[Point-per-instance localization data]
---------------

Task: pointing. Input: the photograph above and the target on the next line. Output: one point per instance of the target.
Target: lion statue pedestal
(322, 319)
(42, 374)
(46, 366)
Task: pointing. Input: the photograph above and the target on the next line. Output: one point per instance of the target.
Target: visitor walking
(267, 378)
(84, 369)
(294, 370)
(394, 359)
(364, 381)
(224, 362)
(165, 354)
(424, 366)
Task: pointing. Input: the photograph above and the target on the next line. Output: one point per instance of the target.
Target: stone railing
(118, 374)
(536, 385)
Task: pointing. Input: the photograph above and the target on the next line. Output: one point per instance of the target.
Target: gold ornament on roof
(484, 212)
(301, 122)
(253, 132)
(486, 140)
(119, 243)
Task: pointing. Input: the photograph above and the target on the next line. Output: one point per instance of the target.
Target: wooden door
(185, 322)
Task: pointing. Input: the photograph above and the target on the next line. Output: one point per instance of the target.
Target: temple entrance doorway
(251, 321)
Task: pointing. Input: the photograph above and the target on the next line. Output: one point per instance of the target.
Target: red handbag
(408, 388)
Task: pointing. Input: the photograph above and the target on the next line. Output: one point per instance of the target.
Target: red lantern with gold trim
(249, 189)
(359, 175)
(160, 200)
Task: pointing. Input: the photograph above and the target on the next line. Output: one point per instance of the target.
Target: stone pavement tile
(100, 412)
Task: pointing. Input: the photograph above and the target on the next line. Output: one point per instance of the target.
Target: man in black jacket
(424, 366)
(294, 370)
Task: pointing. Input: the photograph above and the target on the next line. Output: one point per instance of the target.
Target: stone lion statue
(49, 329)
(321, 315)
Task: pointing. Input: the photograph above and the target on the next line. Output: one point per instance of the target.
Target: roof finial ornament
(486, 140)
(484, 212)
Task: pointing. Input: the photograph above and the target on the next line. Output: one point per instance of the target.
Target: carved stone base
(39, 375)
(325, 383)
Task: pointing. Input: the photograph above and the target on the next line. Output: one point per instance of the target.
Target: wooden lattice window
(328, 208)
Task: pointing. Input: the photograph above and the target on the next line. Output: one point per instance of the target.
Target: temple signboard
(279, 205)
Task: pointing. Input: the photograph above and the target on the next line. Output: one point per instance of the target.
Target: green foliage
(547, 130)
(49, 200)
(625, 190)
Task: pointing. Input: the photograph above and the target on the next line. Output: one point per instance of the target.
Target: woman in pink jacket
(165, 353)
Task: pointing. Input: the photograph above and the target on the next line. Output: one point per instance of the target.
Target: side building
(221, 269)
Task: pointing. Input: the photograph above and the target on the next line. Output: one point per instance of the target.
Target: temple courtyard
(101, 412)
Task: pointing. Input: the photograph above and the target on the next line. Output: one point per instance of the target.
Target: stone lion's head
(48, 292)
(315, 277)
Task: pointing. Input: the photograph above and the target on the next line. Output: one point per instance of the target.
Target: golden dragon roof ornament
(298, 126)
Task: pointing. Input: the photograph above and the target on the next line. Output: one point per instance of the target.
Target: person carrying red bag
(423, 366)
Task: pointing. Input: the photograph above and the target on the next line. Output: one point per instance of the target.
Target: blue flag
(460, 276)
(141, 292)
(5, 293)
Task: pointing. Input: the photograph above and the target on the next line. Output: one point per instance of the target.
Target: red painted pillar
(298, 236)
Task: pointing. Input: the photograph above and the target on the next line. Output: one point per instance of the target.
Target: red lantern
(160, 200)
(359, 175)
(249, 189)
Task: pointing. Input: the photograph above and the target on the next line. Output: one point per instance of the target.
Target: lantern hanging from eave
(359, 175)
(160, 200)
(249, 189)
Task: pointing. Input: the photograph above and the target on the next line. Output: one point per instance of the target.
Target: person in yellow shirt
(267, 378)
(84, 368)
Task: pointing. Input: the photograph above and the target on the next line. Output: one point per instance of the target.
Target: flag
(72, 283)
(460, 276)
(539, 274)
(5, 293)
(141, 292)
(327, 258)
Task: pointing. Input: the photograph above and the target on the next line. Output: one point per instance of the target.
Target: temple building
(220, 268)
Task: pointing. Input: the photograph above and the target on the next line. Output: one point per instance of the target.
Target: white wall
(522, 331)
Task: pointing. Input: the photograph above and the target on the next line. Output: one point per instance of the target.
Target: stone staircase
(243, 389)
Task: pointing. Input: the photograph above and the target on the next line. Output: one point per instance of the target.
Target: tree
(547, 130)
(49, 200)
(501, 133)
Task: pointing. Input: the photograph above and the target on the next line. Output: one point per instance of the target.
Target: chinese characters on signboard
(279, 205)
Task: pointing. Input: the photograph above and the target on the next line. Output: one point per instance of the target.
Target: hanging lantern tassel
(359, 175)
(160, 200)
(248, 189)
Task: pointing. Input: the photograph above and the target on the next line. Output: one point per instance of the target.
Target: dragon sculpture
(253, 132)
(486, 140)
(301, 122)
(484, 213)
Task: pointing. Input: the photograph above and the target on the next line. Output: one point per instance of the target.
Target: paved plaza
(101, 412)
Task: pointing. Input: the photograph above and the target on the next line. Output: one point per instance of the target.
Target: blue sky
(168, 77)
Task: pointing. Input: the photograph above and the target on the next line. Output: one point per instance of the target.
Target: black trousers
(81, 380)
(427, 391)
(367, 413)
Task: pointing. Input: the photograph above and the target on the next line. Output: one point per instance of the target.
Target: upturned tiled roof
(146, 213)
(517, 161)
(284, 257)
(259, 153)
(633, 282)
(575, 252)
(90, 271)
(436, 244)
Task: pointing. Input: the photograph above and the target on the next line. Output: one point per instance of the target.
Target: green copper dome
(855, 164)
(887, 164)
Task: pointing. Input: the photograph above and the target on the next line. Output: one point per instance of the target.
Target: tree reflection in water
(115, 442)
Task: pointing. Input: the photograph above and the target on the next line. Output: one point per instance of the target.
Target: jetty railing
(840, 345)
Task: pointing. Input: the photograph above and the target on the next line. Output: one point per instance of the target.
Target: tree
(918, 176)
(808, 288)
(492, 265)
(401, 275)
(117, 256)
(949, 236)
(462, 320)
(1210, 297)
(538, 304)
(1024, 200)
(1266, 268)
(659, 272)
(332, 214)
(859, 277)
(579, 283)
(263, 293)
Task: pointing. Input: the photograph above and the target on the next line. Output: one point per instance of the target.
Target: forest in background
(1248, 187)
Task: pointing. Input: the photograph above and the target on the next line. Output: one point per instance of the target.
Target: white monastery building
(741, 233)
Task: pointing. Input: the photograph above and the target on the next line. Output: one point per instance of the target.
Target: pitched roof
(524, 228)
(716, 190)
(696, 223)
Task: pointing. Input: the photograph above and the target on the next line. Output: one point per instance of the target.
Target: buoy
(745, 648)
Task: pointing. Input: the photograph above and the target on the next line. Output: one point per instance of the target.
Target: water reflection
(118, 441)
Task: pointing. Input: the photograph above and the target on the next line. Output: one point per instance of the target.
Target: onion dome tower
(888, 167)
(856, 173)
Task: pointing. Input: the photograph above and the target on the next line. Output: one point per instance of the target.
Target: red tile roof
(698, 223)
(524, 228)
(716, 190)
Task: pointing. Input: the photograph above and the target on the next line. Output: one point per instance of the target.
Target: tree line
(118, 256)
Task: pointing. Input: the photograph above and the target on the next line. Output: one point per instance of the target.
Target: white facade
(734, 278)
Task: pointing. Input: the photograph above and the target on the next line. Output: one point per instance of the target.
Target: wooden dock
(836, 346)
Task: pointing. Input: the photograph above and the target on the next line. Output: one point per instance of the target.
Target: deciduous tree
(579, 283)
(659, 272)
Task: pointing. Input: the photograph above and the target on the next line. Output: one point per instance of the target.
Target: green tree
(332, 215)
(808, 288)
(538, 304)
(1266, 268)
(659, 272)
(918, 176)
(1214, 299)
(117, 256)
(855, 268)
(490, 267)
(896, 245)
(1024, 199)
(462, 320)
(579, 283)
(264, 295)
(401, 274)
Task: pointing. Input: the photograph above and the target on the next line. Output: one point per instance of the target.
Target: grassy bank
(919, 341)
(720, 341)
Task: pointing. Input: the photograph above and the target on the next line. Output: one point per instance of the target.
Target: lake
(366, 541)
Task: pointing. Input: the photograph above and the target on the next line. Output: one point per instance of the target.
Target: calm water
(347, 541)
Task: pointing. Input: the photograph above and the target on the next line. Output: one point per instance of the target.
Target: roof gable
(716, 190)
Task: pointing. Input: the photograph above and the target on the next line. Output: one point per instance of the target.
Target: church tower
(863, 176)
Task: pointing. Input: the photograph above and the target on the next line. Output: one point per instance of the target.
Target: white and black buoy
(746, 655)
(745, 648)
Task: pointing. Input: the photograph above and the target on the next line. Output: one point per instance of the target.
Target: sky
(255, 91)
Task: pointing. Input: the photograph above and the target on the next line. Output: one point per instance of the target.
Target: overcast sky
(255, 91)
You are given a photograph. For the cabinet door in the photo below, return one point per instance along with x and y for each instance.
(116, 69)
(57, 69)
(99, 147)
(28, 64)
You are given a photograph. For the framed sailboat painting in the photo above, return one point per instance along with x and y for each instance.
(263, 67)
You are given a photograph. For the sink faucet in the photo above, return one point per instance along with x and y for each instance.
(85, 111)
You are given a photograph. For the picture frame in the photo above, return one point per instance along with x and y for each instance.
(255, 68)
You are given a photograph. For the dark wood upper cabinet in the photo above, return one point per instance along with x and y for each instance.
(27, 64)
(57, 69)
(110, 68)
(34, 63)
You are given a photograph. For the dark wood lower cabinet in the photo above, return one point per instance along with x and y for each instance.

---------------

-- Assigned task --
Word for word, copy the line containing "Target: overcast sky" and each line after it to the end of the records, and nothing besides.

-- Answer to the problem --
Target: overcast sky
(255, 91)
You are given a photograph. For the cabinet door in the photo below, return one point per instance along with x and y for each instance.
(116, 69)
(57, 69)
(99, 147)
(28, 64)
You are given a photograph. For the framed sailboat painting in the photo above, return one point per instance along with x and y for each instance.
(263, 67)
You are given a photograph. For the sink faucet in the photo above, return one point per instance along with x and y for each instance.
(85, 111)
You are given a photograph. For the picture frame in the photo above, return one point per instance along with x and y for each instance.
(255, 68)
You are given a photograph. For the dark wood upper cabinet in the photo above, return one point per instance along with x and y for each instance.
(27, 64)
(57, 69)
(110, 68)
(34, 63)
You are given a photograph. For the dark wood lower cabinet in the photo above, return one point per instance along with x and y for each instance.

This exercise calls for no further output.